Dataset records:

»»

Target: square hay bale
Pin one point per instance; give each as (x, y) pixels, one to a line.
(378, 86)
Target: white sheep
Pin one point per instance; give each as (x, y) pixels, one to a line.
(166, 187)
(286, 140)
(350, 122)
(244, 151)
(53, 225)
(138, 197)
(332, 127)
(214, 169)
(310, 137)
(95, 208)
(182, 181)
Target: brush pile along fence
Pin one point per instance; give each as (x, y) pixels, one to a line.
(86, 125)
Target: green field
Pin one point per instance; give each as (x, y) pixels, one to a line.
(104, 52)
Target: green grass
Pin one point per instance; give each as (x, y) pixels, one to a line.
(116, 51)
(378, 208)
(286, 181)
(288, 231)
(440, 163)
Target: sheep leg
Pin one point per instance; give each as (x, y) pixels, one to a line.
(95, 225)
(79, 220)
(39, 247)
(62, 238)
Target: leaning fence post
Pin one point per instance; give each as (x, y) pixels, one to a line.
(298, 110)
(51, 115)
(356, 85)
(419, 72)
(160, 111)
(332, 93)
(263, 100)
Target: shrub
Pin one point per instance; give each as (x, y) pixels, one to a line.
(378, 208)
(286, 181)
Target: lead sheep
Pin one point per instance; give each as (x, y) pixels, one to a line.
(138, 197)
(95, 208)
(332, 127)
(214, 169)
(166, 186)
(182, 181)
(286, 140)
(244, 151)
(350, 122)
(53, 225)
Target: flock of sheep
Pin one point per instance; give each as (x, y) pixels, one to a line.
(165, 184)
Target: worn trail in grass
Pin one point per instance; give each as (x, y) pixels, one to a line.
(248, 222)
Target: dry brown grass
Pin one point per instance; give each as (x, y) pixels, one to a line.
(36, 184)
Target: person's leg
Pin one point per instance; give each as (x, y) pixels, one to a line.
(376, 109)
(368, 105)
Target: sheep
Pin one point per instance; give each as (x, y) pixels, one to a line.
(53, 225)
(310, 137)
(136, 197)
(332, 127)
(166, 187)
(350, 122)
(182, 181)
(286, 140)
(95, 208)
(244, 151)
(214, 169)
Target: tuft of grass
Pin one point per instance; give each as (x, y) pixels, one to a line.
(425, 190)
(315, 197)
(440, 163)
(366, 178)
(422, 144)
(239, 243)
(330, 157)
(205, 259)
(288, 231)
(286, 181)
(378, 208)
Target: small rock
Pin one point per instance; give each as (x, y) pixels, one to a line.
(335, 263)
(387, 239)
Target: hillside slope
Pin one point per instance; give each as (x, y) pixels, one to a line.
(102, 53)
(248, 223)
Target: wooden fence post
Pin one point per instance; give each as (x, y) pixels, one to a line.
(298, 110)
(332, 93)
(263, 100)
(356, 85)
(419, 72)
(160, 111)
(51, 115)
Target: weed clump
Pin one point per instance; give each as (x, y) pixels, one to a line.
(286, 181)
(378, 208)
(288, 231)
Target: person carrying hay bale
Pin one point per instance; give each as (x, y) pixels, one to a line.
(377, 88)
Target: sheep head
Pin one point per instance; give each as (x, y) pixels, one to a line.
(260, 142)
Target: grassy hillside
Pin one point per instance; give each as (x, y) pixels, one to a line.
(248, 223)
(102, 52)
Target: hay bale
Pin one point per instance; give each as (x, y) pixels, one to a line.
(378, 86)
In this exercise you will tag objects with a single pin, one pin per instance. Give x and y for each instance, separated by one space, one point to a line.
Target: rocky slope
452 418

««

TASK: Please repeat word for word the lines above that run from the beginning through the line containing "Target: person's leg", keeping both the first and that last line.

RESULT OF THE EXERCISE:
Target: square hay bale
Pin one point per instance; give each as (x, y) pixels, one to a line.
(378, 86)
Target: white sheep
Pin one point per instance; give each as (x, y) pixels, one to a line.
(166, 187)
(286, 140)
(350, 122)
(244, 151)
(53, 225)
(138, 197)
(332, 127)
(214, 169)
(310, 137)
(95, 208)
(182, 181)
Target: brush pile along fence
Pin one point per instance; give each as (x, y) pixels, one to a line.
(86, 125)
Target: green field
Pin one point per instance; give each as (x, y) pixels, one to a line.
(104, 52)
Target: green grass
Pin one point per instance; give each as (x, y) pixels, one to a line.
(116, 51)
(378, 208)
(286, 181)
(288, 231)
(440, 163)
Target: sheep leg
Pin one point per instance; give each as (x, y) pixels, one to a line.
(95, 225)
(79, 220)
(39, 247)
(62, 238)
Target: leaning fence post
Pin one point per instance; give each as (x, y) pixels, one to a line.
(298, 110)
(51, 115)
(356, 85)
(419, 72)
(160, 111)
(332, 93)
(263, 100)
Target: shrub
Pin one point per instance; give each as (x, y) pixels, one to a line.
(378, 208)
(286, 181)
Target: lead sheep
Pin one point per instance; give each as (x, y) pixels, one to a line.
(138, 197)
(95, 208)
(332, 127)
(214, 169)
(166, 186)
(182, 181)
(286, 140)
(244, 151)
(350, 122)
(53, 225)
Target: flock of sheep
Pin one point per instance; give each as (x, y) pixels, one to a line.
(165, 184)
Target: worn trail in grass
Pin one point per instance; give each as (x, y) pixels, one to a line.
(248, 222)
Target: dry brown grass
Pin one point per instance; give each as (x, y) pixels, one to a line.
(36, 184)
Target: person's leg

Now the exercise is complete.